Records excerpted from a collection

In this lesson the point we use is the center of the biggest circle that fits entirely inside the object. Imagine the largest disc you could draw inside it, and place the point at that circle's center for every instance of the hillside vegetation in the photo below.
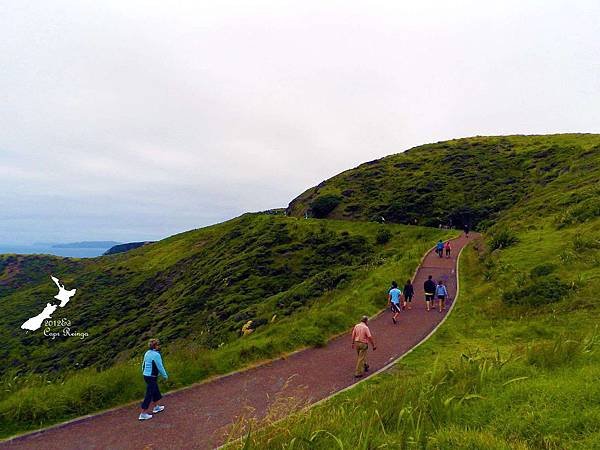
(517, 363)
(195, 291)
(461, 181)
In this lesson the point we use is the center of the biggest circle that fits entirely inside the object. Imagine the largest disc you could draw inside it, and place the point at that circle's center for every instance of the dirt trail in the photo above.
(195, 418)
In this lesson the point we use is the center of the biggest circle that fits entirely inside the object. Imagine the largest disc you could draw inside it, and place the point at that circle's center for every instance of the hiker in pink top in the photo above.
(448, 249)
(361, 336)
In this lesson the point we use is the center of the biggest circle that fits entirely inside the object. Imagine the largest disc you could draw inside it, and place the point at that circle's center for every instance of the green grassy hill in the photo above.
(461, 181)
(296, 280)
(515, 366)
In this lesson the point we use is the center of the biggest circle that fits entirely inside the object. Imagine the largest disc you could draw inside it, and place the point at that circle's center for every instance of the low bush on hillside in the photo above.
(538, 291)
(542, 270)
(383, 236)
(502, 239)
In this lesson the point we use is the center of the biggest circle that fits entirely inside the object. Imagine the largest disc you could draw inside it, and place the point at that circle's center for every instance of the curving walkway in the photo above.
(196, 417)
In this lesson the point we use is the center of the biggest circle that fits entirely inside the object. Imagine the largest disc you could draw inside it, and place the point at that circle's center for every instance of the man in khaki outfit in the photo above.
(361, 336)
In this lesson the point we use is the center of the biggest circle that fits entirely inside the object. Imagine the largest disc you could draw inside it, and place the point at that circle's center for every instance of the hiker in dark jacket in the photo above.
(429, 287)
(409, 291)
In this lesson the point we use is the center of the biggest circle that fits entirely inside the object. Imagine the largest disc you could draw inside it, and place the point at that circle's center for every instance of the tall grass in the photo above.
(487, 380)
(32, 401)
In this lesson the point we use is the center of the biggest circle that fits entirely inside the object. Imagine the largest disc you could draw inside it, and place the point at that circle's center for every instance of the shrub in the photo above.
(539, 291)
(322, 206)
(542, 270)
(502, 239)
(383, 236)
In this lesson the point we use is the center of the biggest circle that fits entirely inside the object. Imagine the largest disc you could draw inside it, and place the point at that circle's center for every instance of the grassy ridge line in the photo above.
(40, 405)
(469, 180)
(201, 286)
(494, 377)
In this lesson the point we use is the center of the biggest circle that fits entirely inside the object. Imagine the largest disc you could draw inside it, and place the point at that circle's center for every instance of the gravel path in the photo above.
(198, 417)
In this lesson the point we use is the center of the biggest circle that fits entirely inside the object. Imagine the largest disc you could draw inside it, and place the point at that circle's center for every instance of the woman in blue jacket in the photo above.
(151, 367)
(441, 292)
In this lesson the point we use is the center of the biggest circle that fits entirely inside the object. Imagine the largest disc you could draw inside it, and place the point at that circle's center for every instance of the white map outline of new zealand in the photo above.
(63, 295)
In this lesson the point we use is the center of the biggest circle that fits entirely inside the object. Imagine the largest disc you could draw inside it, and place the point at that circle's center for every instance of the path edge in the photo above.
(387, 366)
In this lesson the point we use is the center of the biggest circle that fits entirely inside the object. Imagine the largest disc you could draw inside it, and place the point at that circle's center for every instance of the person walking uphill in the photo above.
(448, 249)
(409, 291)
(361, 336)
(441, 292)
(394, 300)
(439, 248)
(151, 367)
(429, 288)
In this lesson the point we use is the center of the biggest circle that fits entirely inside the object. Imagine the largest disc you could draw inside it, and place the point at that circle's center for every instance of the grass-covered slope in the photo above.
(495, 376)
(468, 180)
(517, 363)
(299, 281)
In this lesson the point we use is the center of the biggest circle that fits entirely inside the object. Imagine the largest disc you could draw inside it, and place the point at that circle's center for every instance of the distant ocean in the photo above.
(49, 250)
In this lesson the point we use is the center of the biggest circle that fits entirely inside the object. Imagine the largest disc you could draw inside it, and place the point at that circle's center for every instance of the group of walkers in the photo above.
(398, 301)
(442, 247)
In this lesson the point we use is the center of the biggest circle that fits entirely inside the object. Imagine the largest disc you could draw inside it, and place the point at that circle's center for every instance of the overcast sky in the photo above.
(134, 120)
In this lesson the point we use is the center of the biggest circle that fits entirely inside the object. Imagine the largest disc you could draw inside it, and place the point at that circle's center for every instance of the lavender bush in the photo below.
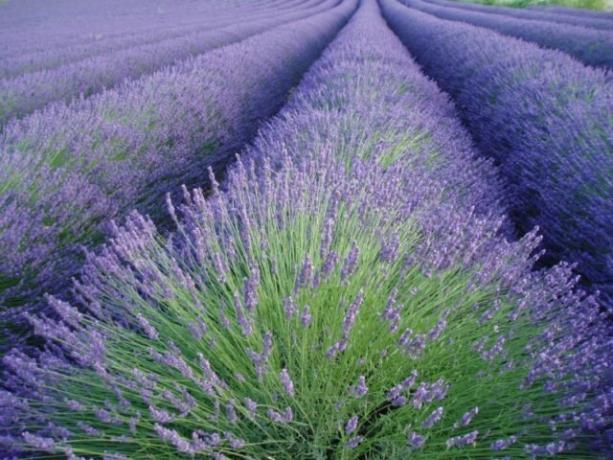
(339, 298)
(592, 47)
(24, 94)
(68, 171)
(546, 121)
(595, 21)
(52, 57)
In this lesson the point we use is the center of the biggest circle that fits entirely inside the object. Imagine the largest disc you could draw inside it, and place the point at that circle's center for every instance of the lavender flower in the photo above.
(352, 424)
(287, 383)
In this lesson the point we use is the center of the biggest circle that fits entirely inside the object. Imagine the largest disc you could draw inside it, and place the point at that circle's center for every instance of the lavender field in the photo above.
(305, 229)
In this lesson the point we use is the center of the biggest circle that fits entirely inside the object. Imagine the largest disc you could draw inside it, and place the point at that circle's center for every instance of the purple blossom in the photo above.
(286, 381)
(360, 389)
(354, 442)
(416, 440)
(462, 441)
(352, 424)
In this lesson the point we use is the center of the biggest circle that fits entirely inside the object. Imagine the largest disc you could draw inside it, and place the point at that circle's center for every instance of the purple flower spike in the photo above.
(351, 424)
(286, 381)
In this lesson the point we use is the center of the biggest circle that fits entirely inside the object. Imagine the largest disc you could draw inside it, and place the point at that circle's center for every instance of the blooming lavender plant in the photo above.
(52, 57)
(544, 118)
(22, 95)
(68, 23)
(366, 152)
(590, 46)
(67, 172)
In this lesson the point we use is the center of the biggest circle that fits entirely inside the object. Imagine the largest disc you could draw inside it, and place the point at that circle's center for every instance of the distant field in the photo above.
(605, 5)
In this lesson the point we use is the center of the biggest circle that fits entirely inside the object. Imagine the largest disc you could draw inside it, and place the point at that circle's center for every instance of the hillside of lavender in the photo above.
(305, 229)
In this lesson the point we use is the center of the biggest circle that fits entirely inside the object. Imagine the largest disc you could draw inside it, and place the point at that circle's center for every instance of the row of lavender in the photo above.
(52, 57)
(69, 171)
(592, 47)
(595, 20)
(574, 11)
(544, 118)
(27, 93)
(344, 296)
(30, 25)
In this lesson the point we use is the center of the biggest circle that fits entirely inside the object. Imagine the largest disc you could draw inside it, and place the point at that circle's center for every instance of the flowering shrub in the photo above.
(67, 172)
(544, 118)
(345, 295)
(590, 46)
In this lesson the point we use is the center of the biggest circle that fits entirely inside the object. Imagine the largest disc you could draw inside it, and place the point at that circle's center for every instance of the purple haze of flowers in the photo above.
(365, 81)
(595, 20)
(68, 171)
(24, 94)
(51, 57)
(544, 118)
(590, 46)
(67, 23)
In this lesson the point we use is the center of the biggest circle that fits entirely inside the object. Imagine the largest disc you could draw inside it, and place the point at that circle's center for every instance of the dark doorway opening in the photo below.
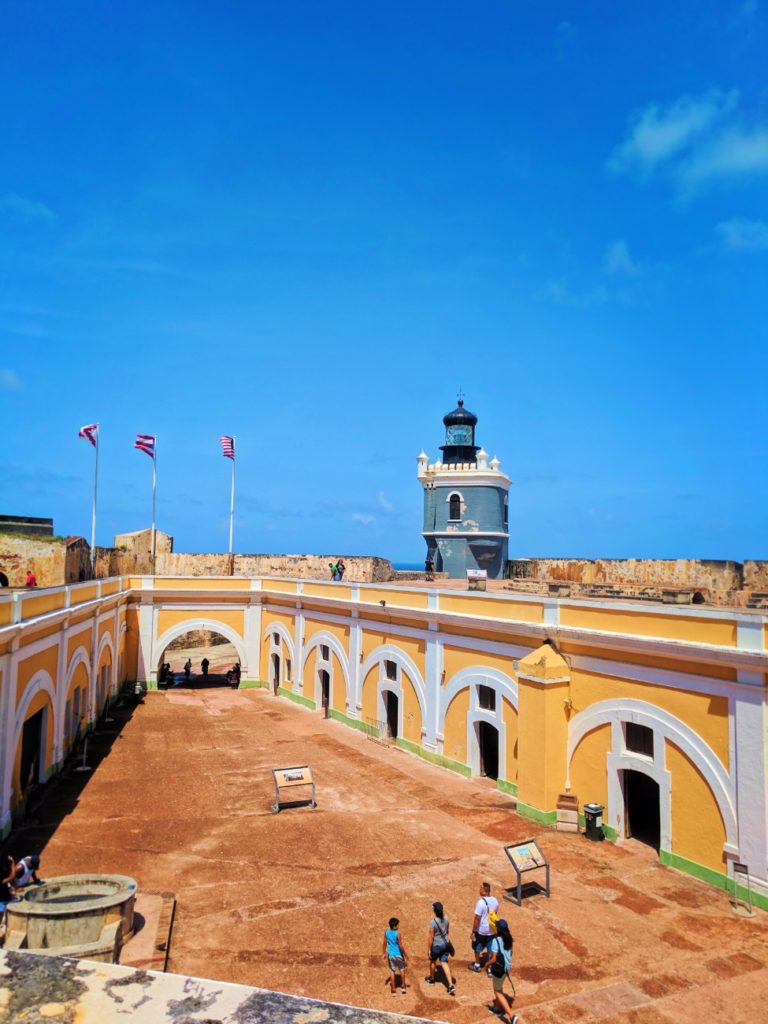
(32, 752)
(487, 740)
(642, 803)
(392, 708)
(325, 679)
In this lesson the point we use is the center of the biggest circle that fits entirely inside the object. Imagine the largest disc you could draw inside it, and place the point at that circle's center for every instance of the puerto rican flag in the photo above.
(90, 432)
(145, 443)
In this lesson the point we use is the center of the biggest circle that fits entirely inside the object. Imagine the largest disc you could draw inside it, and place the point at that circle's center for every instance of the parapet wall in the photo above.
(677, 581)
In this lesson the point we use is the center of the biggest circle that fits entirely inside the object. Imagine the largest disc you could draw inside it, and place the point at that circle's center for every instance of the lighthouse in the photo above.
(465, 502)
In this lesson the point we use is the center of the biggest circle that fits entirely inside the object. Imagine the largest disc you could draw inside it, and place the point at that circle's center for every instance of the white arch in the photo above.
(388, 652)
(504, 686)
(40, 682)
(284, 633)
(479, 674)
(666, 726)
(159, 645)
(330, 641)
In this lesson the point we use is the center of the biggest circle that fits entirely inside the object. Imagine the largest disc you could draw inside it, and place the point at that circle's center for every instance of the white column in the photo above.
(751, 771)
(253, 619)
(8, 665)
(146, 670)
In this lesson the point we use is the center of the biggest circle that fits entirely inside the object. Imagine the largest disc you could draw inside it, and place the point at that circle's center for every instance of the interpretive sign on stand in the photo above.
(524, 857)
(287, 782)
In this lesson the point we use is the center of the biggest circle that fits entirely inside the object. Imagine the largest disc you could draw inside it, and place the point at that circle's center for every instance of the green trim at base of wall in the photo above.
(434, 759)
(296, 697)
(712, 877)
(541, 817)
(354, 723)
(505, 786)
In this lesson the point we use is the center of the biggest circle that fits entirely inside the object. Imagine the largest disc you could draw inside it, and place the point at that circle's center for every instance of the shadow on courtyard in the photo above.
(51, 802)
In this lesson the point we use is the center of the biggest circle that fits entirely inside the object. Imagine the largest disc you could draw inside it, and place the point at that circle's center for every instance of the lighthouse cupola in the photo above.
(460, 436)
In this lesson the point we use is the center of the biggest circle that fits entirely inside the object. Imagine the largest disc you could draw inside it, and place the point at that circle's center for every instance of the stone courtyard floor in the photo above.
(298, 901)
* * *
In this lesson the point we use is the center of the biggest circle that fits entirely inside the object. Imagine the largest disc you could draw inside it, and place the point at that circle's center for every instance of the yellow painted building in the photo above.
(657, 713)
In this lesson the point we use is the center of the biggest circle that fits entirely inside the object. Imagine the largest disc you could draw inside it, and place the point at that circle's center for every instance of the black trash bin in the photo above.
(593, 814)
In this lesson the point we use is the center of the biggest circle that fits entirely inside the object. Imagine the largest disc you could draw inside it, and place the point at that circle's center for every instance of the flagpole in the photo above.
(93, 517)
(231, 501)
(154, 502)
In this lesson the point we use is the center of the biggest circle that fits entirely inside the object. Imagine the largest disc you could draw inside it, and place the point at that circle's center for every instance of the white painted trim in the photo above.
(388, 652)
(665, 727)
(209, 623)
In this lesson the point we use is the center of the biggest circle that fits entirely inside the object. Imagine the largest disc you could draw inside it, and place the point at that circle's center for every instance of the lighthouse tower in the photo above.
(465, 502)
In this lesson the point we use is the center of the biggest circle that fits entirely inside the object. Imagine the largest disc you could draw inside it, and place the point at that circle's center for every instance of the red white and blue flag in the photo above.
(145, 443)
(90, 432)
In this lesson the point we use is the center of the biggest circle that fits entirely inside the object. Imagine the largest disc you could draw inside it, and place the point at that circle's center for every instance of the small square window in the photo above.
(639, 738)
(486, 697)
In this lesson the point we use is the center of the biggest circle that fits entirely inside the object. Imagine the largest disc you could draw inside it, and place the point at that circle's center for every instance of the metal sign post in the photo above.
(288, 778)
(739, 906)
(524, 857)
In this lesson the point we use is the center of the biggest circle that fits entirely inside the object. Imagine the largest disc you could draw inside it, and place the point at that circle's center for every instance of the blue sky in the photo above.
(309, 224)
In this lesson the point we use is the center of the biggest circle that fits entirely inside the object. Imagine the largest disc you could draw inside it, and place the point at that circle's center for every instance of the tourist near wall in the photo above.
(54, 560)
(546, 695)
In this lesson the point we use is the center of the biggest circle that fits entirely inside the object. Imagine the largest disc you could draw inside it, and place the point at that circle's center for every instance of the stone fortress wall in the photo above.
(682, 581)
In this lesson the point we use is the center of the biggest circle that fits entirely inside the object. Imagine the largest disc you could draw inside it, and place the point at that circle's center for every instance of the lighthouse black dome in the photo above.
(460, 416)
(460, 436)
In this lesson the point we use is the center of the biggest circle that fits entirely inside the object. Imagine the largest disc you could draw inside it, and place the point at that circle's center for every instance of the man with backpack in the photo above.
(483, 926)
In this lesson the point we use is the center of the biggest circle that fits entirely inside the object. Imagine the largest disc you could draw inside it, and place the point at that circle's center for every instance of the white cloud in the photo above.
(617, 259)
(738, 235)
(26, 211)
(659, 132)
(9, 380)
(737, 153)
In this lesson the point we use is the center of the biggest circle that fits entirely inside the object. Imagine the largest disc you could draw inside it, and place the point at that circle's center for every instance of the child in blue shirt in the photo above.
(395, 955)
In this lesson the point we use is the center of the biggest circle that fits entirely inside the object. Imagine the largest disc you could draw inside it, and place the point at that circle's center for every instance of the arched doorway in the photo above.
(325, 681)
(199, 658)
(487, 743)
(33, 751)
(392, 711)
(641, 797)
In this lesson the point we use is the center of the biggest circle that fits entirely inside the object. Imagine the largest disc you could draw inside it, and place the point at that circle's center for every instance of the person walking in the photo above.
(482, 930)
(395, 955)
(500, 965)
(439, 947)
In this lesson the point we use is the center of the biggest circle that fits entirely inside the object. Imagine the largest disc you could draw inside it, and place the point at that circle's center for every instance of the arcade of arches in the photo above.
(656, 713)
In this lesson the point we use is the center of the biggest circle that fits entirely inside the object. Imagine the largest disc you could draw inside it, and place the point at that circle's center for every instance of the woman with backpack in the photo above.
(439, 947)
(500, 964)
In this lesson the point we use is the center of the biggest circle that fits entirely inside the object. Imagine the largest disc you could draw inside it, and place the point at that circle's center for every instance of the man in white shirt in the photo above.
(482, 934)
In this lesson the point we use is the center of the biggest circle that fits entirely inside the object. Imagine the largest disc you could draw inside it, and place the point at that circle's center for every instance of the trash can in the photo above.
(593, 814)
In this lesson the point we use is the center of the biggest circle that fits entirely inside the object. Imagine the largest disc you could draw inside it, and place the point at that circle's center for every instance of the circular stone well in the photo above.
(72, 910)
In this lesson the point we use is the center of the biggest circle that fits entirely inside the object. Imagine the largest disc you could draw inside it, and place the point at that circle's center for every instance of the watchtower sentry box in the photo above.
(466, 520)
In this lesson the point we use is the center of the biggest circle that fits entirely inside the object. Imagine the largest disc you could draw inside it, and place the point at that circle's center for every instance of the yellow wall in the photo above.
==
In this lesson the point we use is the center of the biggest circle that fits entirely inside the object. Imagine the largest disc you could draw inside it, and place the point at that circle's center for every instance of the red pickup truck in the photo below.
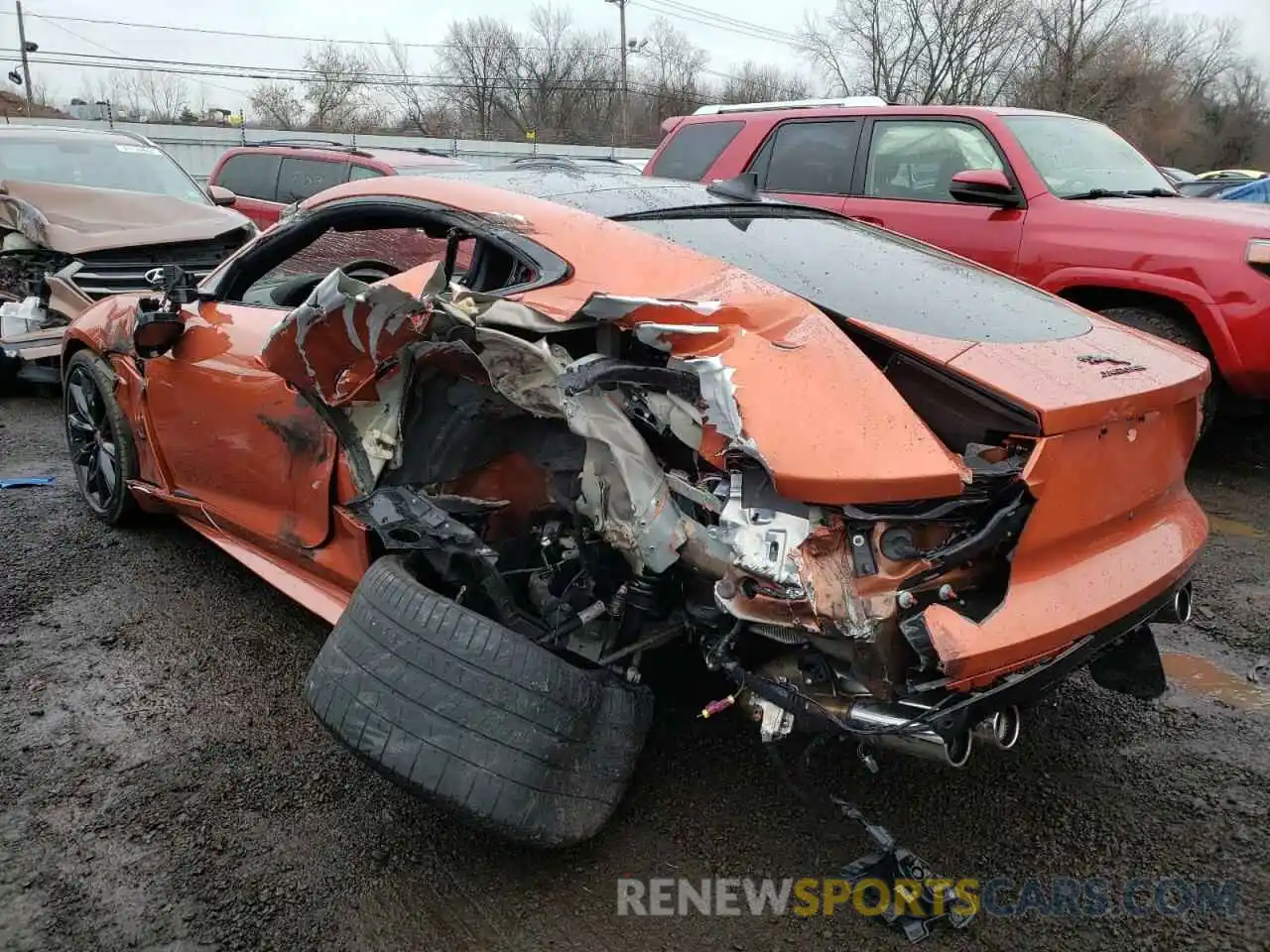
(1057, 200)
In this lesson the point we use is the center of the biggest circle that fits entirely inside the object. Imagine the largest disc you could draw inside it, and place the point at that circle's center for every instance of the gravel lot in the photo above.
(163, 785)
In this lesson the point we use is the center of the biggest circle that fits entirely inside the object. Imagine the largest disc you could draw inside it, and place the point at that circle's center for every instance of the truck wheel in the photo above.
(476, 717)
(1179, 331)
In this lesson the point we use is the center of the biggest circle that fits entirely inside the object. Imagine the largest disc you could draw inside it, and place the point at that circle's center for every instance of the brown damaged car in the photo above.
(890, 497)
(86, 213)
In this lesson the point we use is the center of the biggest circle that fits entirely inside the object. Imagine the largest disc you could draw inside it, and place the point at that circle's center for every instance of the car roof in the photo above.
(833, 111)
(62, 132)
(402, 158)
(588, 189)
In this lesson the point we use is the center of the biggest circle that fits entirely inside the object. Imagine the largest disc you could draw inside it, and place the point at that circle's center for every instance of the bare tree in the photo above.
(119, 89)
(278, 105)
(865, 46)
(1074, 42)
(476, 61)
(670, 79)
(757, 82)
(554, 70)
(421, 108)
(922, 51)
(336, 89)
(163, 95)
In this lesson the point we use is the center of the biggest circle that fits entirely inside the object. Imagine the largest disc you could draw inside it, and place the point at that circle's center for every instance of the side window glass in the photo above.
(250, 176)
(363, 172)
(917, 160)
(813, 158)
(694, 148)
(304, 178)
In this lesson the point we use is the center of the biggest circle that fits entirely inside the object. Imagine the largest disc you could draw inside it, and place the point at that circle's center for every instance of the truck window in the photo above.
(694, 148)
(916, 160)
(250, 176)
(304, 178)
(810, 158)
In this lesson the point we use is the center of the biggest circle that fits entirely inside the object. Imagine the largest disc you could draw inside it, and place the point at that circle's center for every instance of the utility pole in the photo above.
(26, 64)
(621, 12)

Your instructions — Set out as a numbered list the listing lines from the one containing "well in the photo above." through the one containing "yellow wall in the photo above.", both included, leaving out any blank lines.

Exercise output —
1. In this lesson the point we use is the center of the biggest circle that fits entirely inside the object. Imagine the largest disc you could draw inside it, and place the point at that circle's center for every instance of the circular stone well in the photo above.
2. (72, 910)
3. In this lesson the point we use is the center of the biggest circle that fits entirely inside the object. Imagine the largest disc you could draw inside it, and place the point at that circle's center for every instance of the watchtower sentry box in the photo above.
4. (466, 520)
5. In this lesson the point we use is the center of the biggest circle that fits entirely inside the object. Imagine the largest disc you could draw inside it, and place the point at that circle's center for every instance of the yellow wall in the photo above.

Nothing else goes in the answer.